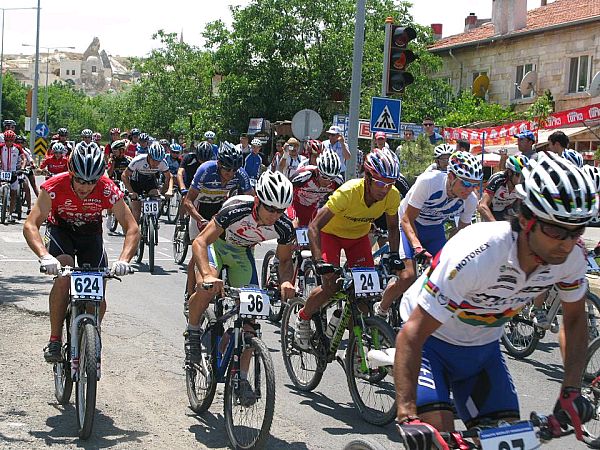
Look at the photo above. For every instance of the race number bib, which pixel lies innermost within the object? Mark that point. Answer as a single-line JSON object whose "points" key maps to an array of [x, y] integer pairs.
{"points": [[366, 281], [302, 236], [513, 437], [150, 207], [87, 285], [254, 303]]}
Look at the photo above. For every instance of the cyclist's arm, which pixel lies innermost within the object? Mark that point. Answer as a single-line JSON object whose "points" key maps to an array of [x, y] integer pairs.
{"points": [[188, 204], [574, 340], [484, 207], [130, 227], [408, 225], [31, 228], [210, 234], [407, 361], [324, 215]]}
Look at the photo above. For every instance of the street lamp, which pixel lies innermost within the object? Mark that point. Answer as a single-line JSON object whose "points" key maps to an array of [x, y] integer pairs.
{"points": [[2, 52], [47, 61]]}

########

INSTRUCTION: Can you print every line of the data above word for word, leaving the pictures out?

TASK RESPONSE:
Look at the photo above. For every instance of the race number bib, which pixel lies innermost within the object? Mark that point. Answer as a single-line JSON object whose "points" key maps to an array of [x, y] integer pairs.
{"points": [[366, 281], [302, 236], [513, 437], [150, 207], [87, 285], [254, 303]]}
Look at the photo above. For every instance of the cyclist's arm, which pixel lies innermost within the object? Mark that point. Answer as a single-line JSON object whose "points" key maps to an array of [x, y] integer pairs.
{"points": [[188, 204], [574, 340], [484, 207], [130, 227], [408, 225], [31, 228], [210, 234], [407, 361], [324, 215]]}
Look at the photo above. For every instance of the street lamp, which pixel lies innermost within the object? Mark that point. Answer as a single-line JSON object whose "points" key maps to an array of [x, y] integer pairs.
{"points": [[2, 52], [47, 61]]}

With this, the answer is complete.